Excerto para leitura |

Significante é esta pressa do PS, começar já a afastar os jornalistas que não o servem. Ainda não está no poder e já esta procissão abalou do adro. Não há dúvida, eles vêm aí ... Noto o apetite pela cabeça de Dentinho, que conheci em Maputo no final de XX como correspondente da RTP. Gostando ou não do estilo, do tipo de abordagens, não havia forma de negar a sua coragem profissional e pessoal e a autonomia com que geria o seu trabalho. E lembro-me bem, na época trabalhava eu na embaixada portuguesa, de lhe aventar outras balizas para a forma como abordava o país, dado o impacto que as suas reportagens tinham (então só emitiam a TVM e a RTP). E ele mantendo-se impermeável às minhas opiniões e, muito mais do que isso, às pressões de funcionários de estatuto mais elevado do que o meu e às dos políticos idos de Lisboa. Sempre assente na sua deontologia, profissional responsável mas não funcionário para encomendas ou favores.
Uma postura que lhe trouxe agruras. Nas eleições do final de 1999 a contagem dos votos prolongou-se por semanas e, certo dia, o Renamo proclamou-se vencedor, em conferência de imprensa que ele reportou. Ao resumir as alegações do partido fê-lo sob um ricto que quem o conhecia sabia provir de um nervoso contido mas que ali foi entendido como festivo - e não o era mesmo. Tratou-se apenas da interpretação de um público então habituado a outra tipo de comunicação televisiva, muito mais hierática, até sob o ponto de vista corporal. A partir daí foi alvo, durante meses, de ameaças. Eu testemunhei uma, ambos sentados numa esplanada e uns miúdos vieram a correr dizer-lhe "Dentinho, estão ali uns homens, naquele carro na esquina, e mandaram-nos dizer que te vão matar". Ele estava em Maputo acompanhado da família e, ainda que renitente em abandonar o seu posto, acabou por partir devido à sucessão de ameaças, várias bastante mais assustadoras do que esta que narrei. E fez bem, que há riscos que não se correm, e os familiares nunca se correm - e eu também lhe disse, repetidas vezes, "vai-te embora pá!", que o trabalho e o pundonor nunca justificariam aquilo. Fiquei com amizade, ele um tipo porreiro, e respeito, intelectual mas também aquilo, se calhar já anacrónico, do respeito másculo para com os tipos que não dobram. Nem quebram.
Deixei de o ver. E vim a reencontrá-lo uma década depois, nisto do facebook. E ele a usar o seu mural pessoal para opinar com dessassombro sobre o estado do país, distribuindo bordoada, diária até, no actual governo e seus apoiantes. E eu surpreendido, o tipo aos 50 anos num posto decerto que muito apetecível, correspondente da televisão estatal em Paris, e sem pejo nem servilismos, botando opinião livre, em caneladas ao poder, sem aquilo do timorato a querer manter o lugarzito. Mais uma vez lhe louvei o peito feito, a verticalidade, mesmo que tantas vezes dele discordando. Há uns meses foi promovido, chamado a Lisboa para director da informação do canal público. Ou seja, em ano eleitoral a administração da RTP colocou no topo da informação um cidadão que, pessoalmente, critica quotidianamente o governo e os políticos no poder. Fiquei estupefacto, saudavelmente estupefacto. Pois achei muito significativo em termos políticos, muito democrática a postura do poder estatal.

Material de origem |
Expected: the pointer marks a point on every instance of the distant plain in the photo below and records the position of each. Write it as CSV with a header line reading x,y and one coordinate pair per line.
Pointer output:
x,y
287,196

Tarefa | Por favor, traduza para inglês esta frase do excerto: “Há uns meses foi promovido, chamado a Lisboa para director da informação do canal público.” Este material não tem relação com o excerto.

Resposta | A few months ago he was promoted, called to Lisbon to be news director of the public channel.